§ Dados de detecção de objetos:

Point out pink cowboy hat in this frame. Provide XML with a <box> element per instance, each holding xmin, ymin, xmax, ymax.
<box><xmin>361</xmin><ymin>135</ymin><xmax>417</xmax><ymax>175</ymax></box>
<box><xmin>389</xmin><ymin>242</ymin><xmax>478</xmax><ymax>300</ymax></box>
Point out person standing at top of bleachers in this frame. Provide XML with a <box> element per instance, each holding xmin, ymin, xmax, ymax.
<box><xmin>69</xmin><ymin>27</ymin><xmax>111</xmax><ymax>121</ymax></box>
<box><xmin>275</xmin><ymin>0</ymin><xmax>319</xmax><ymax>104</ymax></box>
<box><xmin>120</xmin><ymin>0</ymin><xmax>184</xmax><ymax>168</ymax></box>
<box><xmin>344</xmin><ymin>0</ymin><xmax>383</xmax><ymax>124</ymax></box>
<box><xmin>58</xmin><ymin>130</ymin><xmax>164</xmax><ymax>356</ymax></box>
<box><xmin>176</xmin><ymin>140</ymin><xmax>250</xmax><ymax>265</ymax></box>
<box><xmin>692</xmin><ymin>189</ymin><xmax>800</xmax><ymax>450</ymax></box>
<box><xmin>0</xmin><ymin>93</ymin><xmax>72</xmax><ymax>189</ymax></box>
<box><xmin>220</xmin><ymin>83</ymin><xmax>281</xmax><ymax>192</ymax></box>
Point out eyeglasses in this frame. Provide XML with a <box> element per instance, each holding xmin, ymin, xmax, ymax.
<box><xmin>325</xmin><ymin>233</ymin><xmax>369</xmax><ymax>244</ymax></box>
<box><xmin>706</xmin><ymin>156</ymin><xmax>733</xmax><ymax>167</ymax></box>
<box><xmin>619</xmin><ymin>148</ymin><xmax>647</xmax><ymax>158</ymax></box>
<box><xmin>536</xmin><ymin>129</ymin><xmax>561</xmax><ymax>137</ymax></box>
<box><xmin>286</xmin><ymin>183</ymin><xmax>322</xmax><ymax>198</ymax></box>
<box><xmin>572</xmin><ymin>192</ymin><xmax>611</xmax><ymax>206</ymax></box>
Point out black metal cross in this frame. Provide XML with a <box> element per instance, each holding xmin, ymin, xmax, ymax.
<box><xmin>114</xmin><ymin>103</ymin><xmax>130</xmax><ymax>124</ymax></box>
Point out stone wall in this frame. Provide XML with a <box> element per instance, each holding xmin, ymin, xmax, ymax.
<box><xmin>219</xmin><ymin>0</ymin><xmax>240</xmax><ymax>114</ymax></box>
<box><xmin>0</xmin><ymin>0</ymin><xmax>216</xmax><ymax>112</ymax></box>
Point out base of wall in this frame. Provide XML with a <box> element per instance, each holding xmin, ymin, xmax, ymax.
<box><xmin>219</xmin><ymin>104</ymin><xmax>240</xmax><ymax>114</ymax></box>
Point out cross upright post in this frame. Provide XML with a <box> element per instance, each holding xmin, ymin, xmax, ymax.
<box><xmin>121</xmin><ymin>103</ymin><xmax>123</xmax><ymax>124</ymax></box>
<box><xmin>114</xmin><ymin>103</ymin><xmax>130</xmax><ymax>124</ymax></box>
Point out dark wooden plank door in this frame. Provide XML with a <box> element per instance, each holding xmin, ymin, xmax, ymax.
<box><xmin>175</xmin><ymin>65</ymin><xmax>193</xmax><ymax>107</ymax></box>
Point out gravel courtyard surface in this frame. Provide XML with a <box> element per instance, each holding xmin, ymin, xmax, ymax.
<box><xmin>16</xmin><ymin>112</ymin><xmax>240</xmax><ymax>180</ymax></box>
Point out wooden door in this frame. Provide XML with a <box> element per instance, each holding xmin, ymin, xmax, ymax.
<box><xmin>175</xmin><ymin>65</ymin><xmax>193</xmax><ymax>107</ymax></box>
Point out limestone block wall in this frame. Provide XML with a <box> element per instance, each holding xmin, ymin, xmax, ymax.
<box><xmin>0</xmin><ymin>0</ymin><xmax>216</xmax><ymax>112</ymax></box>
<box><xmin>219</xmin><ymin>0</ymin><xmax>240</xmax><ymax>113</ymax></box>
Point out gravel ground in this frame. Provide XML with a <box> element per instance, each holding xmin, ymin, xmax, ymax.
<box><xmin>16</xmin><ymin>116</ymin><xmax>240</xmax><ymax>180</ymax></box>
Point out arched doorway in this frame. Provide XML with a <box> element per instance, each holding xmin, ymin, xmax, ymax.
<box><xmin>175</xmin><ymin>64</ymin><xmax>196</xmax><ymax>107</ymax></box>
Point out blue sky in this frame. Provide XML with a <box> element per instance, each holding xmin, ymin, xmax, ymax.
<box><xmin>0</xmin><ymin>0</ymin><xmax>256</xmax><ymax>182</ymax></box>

§ O que fazer:
Conte quantas linhas acima contêm a palavra "cross". Responda só com o número.

§ Resposta:
2